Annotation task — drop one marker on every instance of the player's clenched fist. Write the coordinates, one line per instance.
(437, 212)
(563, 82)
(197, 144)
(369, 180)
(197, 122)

☆ ☆ ☆ ☆ ☆ ☆ ☆

### Stated problem:
Copy the data above line for line, changing nothing.

### Full response:
Annotation task — drop one marker on every instance of the player's clenched fist. Write the coordinates, one line per instance.
(437, 212)
(563, 82)
(197, 144)
(369, 180)
(197, 122)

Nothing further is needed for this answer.